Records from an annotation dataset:
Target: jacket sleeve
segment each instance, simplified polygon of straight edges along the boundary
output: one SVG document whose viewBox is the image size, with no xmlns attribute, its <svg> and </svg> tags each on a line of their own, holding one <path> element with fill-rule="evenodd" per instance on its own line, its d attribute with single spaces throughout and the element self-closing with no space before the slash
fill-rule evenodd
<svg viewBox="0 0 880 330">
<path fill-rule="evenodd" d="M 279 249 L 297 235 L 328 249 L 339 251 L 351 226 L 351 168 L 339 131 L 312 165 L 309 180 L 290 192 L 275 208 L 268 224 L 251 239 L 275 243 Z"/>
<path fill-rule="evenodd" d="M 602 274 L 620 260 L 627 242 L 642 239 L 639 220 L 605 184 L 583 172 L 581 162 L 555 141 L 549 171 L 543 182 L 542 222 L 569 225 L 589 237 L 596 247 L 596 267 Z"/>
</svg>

Task to carry out:
Show each line of the records above that contains the string "straight".

Result:
segment each instance, simplified polygon of straight edges along the boundary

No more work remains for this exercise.